* Source document
┄┄┄┄┄┄┄┄┄┄┄┄┄┄┄┄┄┄┄┄

Jeff, can you provide a 64-bit patch for test in our QA environment? Thanks.
I assume you mean an x86_64 kernel package? If so, then yes but it'll take a day or so to rebuild. The build system has already cleaned out my last one.
Yes, x86_64. Thanks.
Our QA team was unable to reproduce the problem after applying this patch. Looks good to us, thanks for addressing this problem so rapidly!
Can we get a patch for RHEL5.3 as well, while the patch is going to be available in RHEL5.4?
(In reply to comment #22) > Can we get a patch for RHEL5.3 as well, while the patch is going to be > available in RHEL5.4? Sorry Bikash, missed your request... The same patch will apply to 5.3 kernels with a little fuzz. YMMV with that patch, of course...
Thanks Jeff. I think the question was more along the lines of an official patch. Can you integrate this fix into your patch stream for 5.3 and 5.4?
It would be better for that sort of request to bubble up from our support folks. Andrius, can you help drive that?
Jeff - there is no official path for NetApp through RH Support since they do not have TAM coverage. Let me bring in jwest, maybe he can approve this for errata streams...
This may be a good idea to have in 5.3. While the number of customers we have using 5.3 extended update support is relatively small, most of that number are customers who would be interested in having this patch. I'll approve this from the support side for 5.3 and 5.4. This still needs additional approvals however and isn't a guarantee. Thanks Jeremy West
This request was evaluated by Red Hat Product Management for inclusion in a Red Hat Enterprise Linux maintenance release. Product Management has requested further review of this request by Red Hat Engineering, for potential inclusion in a Red Hat Enterprise Linux Update release for currently deployed products. This request is not yet committed for inclusion in an Update release.

┄┄┄┄┄┄┄┄┄┄┄┄┄┄┄┄┄┄┄┄

* Location annotation dataset excerpts
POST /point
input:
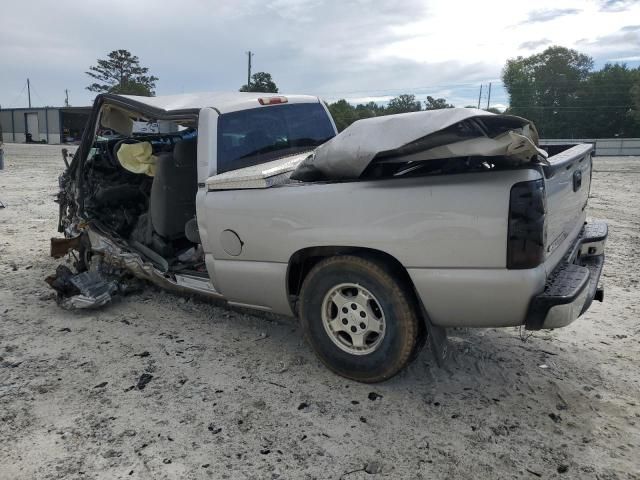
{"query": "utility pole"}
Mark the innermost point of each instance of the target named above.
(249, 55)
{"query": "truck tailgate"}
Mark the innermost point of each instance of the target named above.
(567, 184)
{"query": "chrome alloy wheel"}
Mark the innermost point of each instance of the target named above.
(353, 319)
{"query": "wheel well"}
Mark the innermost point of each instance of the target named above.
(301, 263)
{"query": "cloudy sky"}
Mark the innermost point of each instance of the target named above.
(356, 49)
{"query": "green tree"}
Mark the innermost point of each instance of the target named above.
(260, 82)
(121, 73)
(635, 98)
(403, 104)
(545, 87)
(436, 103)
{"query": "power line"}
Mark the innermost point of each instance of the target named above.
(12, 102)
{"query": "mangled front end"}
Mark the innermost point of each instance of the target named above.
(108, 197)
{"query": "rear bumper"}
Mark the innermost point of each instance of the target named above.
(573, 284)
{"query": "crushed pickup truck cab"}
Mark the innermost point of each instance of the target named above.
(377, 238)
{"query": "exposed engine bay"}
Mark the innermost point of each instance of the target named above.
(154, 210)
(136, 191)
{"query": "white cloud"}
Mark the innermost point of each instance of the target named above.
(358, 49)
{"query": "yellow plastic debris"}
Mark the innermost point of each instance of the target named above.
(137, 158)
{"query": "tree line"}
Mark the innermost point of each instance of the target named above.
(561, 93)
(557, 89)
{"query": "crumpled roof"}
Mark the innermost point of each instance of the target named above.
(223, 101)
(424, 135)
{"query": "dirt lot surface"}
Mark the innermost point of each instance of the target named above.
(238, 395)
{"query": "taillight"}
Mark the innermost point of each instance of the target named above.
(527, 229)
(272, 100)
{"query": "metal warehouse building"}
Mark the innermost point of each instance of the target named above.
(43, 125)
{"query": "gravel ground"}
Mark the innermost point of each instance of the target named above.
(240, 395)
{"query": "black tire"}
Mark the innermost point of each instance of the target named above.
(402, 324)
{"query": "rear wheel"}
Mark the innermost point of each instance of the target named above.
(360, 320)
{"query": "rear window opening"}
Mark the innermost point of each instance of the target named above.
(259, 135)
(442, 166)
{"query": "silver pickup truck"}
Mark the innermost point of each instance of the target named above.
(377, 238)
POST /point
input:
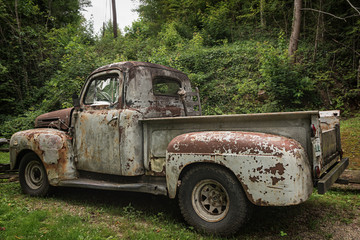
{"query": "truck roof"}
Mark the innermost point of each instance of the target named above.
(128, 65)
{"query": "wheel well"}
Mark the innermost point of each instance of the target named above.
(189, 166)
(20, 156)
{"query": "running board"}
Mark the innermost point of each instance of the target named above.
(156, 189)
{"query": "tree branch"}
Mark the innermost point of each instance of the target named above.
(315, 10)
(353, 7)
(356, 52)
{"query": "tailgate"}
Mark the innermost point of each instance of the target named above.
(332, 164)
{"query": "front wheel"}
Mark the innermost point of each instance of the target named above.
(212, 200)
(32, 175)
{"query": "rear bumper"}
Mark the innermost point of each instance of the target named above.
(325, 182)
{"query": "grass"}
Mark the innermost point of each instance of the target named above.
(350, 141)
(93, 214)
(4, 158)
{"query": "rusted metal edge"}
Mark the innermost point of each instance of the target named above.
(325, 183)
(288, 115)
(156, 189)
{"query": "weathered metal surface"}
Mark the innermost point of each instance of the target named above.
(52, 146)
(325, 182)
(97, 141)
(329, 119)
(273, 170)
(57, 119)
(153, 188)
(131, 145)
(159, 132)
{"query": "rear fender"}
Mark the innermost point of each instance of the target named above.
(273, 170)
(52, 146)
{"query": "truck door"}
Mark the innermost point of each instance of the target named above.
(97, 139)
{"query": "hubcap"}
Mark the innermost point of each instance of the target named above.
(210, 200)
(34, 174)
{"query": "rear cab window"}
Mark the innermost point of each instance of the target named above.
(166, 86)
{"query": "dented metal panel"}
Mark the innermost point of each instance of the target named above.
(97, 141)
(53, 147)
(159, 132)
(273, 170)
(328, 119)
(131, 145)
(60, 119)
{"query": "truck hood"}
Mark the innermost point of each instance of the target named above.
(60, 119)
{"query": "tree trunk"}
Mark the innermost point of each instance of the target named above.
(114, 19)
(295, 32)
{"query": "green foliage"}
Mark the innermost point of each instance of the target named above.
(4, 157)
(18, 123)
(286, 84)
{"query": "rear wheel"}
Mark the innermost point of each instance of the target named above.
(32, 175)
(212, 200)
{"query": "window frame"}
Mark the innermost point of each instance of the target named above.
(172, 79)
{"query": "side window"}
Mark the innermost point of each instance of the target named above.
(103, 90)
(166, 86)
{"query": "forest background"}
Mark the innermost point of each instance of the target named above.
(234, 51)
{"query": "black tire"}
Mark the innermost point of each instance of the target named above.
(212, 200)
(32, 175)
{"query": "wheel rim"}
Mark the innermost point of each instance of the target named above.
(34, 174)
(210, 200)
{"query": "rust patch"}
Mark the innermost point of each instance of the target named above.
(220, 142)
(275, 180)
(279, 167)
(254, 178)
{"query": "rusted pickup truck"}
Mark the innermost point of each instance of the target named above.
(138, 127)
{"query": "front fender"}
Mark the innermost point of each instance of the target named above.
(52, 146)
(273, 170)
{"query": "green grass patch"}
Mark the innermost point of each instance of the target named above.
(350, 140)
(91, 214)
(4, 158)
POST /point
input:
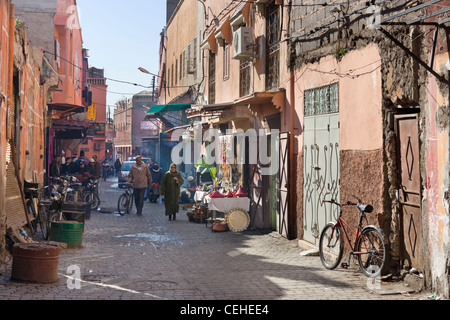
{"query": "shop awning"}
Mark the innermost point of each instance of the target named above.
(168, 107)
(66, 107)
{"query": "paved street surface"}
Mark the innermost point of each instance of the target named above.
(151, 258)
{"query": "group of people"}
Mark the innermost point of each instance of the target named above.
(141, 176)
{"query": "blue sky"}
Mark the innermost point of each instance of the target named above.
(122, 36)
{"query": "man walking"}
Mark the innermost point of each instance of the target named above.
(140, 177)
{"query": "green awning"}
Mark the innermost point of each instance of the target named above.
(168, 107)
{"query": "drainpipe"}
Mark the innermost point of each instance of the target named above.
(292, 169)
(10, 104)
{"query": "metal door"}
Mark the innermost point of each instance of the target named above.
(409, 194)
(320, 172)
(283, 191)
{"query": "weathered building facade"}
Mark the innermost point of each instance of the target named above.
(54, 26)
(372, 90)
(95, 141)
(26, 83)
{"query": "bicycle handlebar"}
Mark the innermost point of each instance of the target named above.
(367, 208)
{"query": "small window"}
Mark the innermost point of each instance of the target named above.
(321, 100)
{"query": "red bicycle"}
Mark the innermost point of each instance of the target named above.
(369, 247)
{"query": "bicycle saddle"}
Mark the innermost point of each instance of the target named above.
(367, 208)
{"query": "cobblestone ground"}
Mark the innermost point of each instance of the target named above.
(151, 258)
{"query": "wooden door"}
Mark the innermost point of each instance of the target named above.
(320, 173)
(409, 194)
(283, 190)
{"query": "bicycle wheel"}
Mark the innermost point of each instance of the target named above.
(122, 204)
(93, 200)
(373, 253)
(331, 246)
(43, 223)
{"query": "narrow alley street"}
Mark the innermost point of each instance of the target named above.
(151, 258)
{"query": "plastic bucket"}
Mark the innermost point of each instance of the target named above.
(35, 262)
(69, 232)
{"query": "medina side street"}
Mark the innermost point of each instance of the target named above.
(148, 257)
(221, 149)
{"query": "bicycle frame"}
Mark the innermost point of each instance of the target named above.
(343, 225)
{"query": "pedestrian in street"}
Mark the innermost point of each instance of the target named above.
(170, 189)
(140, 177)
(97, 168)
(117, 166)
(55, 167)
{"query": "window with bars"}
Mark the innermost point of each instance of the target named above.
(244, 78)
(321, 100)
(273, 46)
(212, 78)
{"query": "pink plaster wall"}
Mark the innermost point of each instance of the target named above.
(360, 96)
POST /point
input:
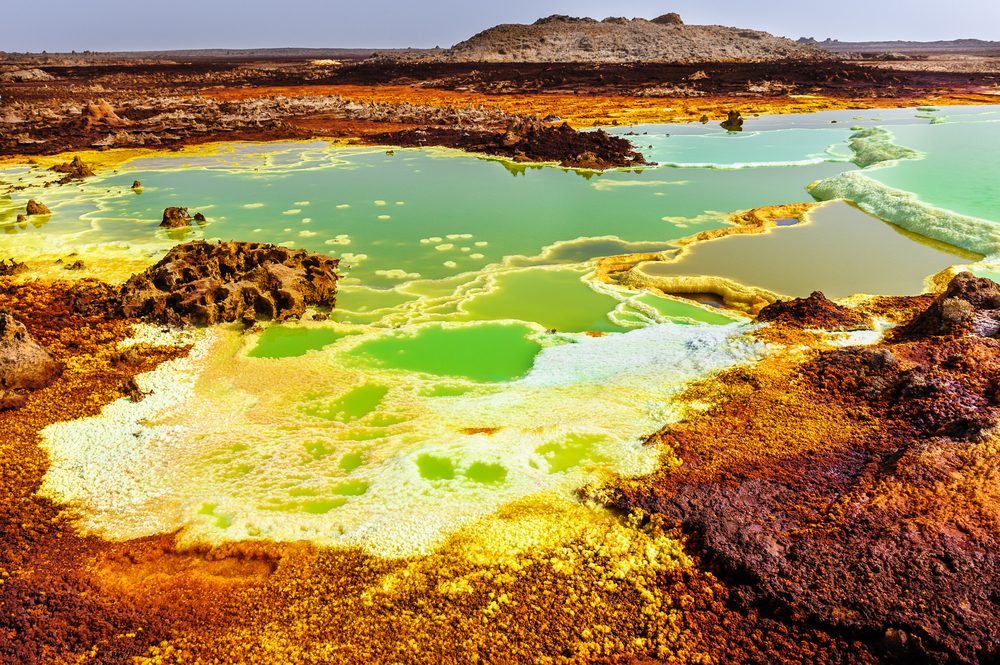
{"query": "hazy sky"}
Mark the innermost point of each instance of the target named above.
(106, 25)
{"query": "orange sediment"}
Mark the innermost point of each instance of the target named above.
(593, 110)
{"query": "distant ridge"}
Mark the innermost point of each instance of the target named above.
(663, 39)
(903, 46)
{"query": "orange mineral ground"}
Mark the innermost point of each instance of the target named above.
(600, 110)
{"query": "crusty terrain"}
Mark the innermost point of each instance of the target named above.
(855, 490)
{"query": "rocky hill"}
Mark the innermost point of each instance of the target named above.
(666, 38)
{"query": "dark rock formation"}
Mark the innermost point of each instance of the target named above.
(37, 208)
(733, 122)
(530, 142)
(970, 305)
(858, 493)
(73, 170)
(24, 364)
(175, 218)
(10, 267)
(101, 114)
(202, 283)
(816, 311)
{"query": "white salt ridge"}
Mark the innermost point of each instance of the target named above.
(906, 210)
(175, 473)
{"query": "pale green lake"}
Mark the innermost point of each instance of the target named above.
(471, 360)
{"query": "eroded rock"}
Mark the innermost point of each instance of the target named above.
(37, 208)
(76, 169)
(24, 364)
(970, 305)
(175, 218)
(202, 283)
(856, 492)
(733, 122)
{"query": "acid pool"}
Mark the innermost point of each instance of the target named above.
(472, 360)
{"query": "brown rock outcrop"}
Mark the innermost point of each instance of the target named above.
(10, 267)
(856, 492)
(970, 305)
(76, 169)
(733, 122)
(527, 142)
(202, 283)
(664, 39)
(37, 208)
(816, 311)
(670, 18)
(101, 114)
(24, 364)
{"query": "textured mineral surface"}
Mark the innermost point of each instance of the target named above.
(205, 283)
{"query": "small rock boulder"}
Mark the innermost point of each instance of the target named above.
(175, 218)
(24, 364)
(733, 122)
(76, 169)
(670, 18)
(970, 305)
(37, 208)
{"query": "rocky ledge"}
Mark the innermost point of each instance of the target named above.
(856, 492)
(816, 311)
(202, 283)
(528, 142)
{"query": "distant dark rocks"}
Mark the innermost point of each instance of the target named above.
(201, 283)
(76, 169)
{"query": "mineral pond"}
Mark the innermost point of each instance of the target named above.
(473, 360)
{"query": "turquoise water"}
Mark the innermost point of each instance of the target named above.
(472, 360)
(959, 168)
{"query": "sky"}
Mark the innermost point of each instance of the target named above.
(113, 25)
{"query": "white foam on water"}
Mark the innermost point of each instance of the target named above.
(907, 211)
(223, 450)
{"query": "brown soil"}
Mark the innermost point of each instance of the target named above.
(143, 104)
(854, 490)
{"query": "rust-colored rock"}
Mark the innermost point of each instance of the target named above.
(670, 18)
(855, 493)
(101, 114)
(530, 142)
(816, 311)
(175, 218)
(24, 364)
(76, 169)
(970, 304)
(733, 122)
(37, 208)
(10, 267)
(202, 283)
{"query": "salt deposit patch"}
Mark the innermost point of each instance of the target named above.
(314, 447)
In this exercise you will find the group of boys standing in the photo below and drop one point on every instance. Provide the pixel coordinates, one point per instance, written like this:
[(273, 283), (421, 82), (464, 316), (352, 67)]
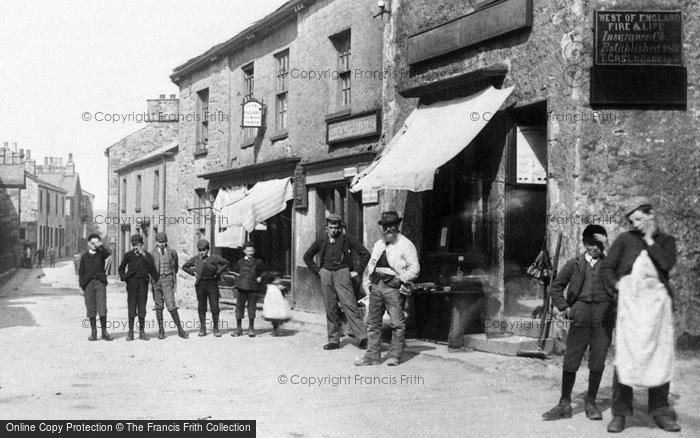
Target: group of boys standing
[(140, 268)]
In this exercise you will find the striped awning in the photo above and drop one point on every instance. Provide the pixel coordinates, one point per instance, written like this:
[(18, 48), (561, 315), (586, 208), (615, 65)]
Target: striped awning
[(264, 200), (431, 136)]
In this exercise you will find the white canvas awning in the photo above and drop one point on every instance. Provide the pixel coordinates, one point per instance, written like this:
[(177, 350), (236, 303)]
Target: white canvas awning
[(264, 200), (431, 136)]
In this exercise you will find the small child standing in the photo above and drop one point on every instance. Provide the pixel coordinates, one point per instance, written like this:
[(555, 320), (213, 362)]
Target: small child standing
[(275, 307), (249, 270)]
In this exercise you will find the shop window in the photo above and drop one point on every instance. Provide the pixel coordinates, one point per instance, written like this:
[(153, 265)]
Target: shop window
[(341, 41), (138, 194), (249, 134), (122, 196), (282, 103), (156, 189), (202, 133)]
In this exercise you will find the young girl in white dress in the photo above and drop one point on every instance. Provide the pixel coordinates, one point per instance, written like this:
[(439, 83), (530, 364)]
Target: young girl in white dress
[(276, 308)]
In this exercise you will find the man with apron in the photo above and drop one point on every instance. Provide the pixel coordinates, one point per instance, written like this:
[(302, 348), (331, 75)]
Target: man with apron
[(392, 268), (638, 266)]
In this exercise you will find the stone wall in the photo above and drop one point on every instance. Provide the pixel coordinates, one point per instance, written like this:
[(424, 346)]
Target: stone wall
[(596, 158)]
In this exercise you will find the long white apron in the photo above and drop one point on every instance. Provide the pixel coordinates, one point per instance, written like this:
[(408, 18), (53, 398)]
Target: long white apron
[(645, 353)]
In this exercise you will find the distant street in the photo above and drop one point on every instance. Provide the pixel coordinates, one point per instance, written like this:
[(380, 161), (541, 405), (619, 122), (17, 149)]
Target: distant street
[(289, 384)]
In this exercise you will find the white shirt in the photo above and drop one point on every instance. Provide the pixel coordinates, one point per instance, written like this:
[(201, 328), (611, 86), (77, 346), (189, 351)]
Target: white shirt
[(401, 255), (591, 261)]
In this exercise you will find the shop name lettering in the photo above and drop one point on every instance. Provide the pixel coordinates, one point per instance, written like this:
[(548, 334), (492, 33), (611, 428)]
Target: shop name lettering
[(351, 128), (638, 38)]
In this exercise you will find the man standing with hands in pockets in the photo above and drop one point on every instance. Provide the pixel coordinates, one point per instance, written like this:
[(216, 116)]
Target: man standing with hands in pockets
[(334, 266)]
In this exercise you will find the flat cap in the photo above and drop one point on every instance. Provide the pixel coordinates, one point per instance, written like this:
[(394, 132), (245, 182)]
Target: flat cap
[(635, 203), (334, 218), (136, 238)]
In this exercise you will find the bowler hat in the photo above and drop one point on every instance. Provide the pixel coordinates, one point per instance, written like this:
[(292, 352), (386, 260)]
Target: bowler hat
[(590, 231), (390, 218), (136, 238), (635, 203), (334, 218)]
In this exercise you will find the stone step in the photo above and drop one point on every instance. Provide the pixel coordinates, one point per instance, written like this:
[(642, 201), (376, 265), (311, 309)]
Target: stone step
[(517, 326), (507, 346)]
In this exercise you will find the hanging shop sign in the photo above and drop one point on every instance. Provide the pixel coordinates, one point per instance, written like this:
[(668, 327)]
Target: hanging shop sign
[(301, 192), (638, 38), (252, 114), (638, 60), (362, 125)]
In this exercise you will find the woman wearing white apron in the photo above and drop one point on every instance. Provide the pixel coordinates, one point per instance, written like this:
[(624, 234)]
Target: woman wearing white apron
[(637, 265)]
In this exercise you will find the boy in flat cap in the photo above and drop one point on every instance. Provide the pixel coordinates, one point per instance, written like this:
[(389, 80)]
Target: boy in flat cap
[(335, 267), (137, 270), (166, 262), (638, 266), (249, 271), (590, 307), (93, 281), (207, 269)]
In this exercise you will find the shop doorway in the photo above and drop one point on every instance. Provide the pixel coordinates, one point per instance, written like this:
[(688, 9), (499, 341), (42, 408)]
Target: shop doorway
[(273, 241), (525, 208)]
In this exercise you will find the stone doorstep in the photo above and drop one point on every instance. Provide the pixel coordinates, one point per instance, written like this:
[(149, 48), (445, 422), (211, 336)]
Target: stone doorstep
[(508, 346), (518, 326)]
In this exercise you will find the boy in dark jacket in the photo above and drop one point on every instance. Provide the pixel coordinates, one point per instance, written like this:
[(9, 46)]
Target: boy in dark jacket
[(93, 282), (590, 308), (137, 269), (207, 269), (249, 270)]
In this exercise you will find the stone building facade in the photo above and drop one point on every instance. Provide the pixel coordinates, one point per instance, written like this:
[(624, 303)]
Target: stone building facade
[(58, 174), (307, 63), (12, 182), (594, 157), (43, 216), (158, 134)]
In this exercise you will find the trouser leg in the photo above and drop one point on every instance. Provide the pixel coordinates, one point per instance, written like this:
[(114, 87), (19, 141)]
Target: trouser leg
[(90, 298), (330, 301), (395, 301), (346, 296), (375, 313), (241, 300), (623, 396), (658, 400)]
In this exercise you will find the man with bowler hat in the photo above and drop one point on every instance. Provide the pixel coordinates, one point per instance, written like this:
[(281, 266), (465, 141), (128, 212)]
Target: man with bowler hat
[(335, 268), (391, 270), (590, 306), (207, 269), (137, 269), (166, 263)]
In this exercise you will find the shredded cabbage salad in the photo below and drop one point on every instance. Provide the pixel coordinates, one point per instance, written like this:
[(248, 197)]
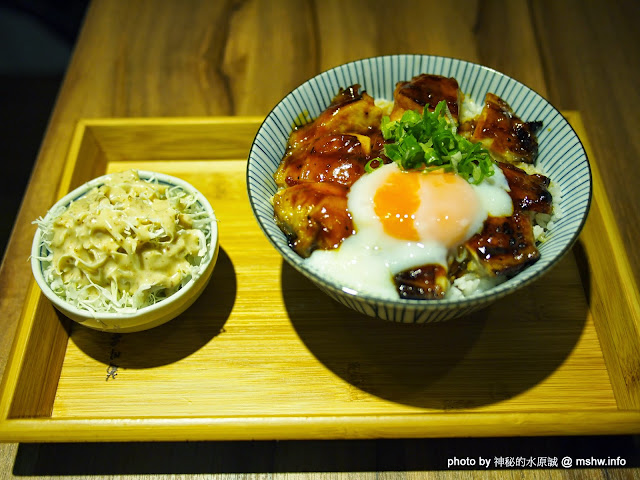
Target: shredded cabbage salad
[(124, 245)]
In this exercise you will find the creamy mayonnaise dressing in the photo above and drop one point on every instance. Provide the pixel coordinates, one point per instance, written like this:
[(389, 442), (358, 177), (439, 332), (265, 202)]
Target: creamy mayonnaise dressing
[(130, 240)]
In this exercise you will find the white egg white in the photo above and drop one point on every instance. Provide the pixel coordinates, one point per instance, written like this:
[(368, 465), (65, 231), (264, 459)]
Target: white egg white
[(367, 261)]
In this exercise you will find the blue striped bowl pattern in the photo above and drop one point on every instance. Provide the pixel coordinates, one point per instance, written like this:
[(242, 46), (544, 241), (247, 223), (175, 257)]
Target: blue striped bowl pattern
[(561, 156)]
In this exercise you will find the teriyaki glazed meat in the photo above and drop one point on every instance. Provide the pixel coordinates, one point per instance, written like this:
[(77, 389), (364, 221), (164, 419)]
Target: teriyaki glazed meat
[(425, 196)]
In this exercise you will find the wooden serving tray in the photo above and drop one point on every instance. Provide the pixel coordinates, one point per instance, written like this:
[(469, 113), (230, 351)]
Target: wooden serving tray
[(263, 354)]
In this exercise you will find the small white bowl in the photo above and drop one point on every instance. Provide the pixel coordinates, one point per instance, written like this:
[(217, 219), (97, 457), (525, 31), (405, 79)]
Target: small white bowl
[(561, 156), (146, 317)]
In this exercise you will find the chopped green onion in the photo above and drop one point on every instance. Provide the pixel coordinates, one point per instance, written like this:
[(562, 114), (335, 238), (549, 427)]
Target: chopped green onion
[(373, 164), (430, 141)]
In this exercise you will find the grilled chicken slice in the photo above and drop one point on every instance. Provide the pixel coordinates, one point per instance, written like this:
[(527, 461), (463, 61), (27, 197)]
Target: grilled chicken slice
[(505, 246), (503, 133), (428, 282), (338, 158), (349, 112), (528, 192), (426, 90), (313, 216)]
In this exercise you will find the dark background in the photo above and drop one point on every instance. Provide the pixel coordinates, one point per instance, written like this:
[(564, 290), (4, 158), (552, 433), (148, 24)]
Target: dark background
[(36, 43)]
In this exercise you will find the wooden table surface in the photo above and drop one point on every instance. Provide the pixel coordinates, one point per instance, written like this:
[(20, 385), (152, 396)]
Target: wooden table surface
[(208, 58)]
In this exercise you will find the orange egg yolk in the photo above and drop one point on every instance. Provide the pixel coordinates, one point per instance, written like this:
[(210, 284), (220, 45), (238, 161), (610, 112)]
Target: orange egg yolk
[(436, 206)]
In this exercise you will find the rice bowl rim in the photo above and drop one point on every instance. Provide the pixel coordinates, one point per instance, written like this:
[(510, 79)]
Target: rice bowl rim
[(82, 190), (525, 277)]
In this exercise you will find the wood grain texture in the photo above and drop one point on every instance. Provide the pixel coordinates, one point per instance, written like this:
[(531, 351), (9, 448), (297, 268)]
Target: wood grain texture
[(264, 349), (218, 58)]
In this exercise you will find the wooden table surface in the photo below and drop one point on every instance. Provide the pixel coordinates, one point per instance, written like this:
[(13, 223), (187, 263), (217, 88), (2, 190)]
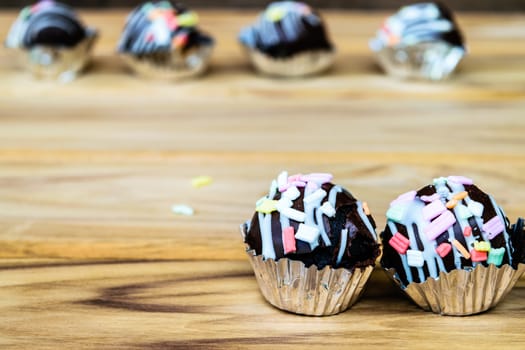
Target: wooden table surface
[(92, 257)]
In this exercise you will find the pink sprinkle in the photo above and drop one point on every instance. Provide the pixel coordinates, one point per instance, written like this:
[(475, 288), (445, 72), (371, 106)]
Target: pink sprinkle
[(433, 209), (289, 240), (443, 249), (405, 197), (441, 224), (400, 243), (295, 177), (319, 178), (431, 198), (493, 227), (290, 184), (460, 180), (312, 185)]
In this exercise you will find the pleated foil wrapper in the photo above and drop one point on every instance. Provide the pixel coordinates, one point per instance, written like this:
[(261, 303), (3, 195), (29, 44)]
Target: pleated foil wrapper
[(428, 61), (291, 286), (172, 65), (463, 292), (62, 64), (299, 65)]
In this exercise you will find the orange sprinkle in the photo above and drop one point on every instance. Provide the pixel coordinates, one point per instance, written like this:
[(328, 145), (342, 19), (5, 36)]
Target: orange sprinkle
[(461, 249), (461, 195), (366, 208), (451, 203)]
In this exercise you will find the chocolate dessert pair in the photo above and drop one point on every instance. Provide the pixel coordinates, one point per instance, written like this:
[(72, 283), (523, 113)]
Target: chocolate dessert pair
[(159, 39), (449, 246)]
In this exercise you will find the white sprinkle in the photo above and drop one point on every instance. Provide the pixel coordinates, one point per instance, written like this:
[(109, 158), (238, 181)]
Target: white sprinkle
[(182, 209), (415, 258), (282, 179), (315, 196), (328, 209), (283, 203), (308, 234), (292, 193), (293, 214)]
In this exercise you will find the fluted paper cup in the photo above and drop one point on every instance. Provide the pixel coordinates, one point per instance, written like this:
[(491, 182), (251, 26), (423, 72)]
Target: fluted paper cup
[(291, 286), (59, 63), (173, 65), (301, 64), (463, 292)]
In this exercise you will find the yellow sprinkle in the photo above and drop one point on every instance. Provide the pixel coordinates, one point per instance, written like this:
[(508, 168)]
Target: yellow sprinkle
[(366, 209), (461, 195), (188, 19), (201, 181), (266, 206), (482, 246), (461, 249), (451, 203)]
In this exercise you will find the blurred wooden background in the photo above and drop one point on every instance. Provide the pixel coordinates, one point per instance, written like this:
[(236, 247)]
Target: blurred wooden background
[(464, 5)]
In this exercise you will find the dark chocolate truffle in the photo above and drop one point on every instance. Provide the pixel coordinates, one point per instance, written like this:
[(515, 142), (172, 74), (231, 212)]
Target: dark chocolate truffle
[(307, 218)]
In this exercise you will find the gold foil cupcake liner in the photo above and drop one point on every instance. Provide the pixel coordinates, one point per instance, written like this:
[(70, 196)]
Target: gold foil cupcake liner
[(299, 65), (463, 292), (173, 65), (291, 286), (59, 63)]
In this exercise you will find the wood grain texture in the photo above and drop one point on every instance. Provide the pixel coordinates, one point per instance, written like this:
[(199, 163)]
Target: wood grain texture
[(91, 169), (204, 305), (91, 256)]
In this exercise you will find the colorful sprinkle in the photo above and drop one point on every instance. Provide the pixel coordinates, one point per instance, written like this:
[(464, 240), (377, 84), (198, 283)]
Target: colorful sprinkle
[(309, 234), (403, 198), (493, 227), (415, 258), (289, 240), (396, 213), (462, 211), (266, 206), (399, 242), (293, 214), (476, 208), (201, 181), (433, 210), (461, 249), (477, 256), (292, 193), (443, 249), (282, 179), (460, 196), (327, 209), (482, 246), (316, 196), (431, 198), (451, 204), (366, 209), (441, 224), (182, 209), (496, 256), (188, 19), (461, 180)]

┄┄┄┄┄┄┄┄┄┄┄┄┄┄┄┄┄┄┄┄

* Written request A
Can you condense the paragraph of the kernel patch thread that begins "This may be a good idea" into a short list of its main facts?
* Written request B
Could you rewrite the rows from the line with "surface in the photo below" to the line with "[(92, 257)]", swapping "wooden table surface" for "marble countertop" and leaving out the picture?
The rows are unrelated to the kernel patch thread.

* Response A
- Including the patch in 5.3 may be a good idea.
- Relatively few customers use 5.3 extended update support, but most of them would be interested in the patch.
- Jeremy West approves it from the support side for 5.3 and 5.4.
- Additional approvals are still needed, so inclusion isn't guaranteed.

* Response B
In this exercise you will find the marble countertop in the photo below and drop one point on every instance. Provide the pixel coordinates, one point per instance, written like this:
[(13, 223), (187, 263), (217, 88), (2, 190)]
Target: marble countertop
[(92, 257)]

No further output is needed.